What you have to do: Copy each line of the entries below that contains the string "burnt".

BEGIN Supplied material

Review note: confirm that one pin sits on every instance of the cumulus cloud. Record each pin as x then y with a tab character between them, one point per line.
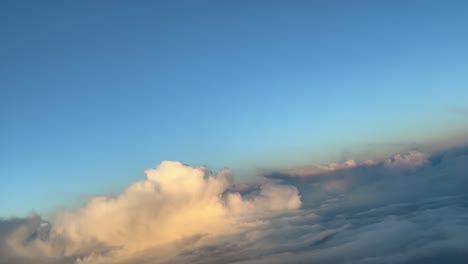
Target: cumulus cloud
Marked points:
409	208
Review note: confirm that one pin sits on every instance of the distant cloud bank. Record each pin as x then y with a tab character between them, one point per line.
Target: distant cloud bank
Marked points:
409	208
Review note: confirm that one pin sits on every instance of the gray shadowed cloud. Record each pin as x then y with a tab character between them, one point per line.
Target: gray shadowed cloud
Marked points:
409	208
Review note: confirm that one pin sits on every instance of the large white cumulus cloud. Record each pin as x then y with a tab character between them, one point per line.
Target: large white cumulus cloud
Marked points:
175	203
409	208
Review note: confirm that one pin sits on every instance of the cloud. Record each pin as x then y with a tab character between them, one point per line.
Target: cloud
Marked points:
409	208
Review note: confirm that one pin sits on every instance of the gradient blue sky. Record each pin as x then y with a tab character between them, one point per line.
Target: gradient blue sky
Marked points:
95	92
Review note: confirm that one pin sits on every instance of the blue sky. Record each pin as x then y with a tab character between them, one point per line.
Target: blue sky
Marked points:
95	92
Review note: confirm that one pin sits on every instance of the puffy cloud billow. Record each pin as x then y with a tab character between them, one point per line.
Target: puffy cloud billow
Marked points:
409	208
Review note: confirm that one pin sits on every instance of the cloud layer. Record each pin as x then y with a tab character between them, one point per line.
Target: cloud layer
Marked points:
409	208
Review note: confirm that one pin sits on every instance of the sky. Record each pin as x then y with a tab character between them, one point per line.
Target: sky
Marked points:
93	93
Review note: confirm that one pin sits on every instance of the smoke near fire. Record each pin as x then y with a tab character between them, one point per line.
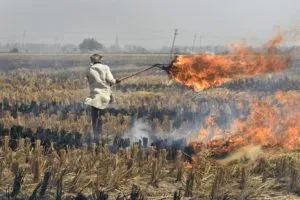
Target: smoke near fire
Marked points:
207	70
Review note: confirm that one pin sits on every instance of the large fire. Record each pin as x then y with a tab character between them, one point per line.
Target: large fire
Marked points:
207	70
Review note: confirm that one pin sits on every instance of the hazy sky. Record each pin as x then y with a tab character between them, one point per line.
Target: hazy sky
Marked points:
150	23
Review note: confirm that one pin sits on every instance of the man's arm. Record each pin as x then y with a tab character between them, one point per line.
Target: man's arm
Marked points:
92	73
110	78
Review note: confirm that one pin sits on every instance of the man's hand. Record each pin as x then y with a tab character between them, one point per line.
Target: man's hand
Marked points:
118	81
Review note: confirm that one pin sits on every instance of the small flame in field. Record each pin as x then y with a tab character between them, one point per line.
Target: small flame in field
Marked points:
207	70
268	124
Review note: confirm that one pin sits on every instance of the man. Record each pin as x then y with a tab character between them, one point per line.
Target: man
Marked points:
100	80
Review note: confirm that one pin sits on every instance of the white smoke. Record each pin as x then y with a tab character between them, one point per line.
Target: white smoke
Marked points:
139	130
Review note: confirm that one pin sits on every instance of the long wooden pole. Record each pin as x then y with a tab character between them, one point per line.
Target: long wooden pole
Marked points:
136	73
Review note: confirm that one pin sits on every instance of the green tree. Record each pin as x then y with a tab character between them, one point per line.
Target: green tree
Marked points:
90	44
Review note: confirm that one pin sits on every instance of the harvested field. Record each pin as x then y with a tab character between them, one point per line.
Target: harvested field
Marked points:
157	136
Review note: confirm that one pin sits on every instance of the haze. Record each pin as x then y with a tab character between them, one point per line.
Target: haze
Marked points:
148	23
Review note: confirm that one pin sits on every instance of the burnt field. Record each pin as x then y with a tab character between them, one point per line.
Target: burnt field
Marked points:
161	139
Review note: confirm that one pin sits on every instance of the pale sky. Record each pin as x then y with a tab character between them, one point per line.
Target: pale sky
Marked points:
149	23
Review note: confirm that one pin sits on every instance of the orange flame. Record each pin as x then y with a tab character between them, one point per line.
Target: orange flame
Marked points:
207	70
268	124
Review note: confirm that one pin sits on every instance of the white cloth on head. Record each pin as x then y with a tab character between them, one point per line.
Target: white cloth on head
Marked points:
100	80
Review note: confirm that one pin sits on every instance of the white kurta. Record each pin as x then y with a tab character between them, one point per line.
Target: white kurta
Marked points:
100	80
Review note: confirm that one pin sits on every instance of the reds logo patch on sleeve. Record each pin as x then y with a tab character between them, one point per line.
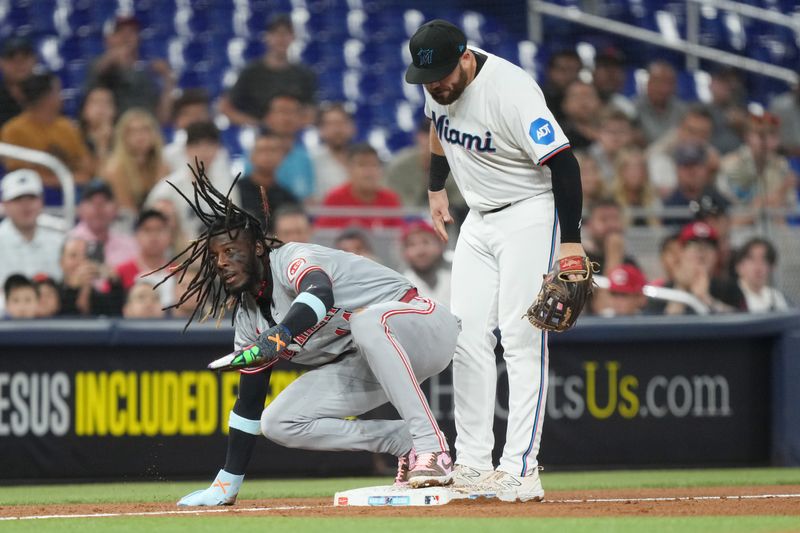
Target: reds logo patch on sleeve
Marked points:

END Supplied material

Answer box:
Review note: confirm that one pin sits on every instance of the burnt field. Record each pin as x then y with a tab character between them, one point per line.
Target: burnt field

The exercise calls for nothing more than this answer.